YOUR GOAL —
Reproduce the material in full, unchanged.

Position annotation records —

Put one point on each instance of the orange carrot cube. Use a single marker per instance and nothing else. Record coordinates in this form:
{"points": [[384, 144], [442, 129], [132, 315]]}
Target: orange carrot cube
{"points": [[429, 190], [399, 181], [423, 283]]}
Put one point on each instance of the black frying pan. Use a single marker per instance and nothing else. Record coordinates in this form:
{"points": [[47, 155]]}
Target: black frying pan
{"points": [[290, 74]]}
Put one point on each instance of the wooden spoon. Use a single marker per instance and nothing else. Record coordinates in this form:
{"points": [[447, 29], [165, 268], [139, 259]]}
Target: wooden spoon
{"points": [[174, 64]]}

CORRECT ANSWER —
Put one point on each instance of the orange carrot cube. Use a single marker per instance and nothing else. Record coordinates in this form:
{"points": [[384, 144], [442, 129], [132, 315]]}
Target: orange carrot cube
{"points": [[429, 190], [399, 181], [423, 283]]}
Put one point on each instance of the black frying pan. Use a single marker per instance and nothing else. Record coordinates in this form:
{"points": [[47, 155]]}
Target: black frying pan
{"points": [[290, 74]]}
Put one point on each instance of the wooden spoon. Use a single marker per instance and nothing else. Record coordinates in this form:
{"points": [[447, 29], [165, 268], [139, 259]]}
Target: wooden spoon
{"points": [[174, 64]]}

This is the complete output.